- _PROVIDED MATERIAL_
BEGIN

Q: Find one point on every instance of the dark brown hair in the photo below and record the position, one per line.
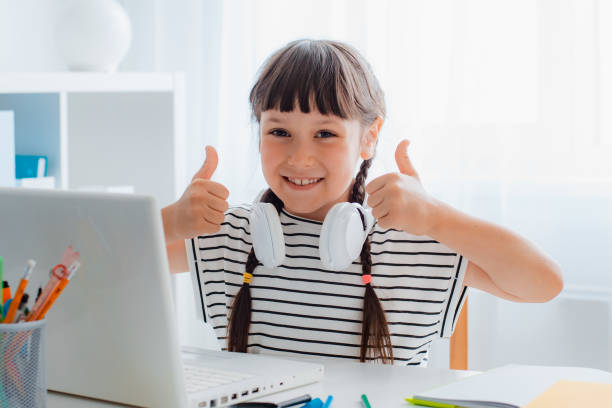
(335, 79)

END
BEGIN

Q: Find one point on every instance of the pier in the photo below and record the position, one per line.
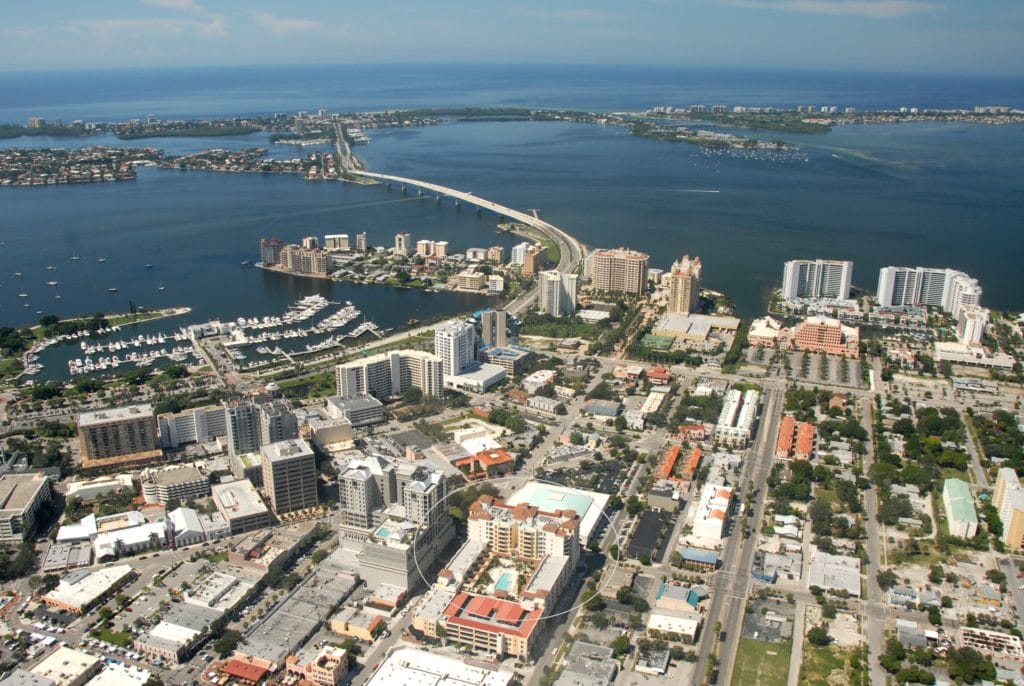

END
BEGIN

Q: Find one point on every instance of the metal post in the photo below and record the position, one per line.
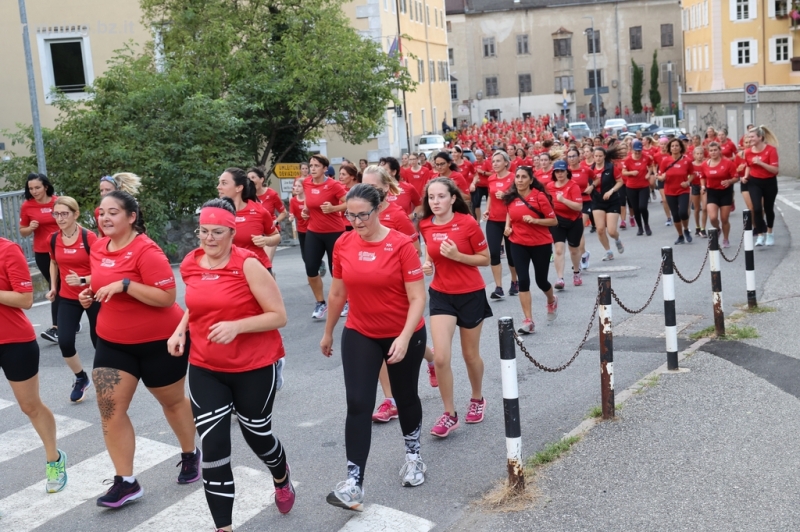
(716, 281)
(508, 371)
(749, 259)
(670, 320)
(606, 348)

END

- _WHAT TO PRODUCE_
How many lines in the records above contain the string "Find", with case counted? Give only the number.

- _ANSWER TO THIS TASK_
3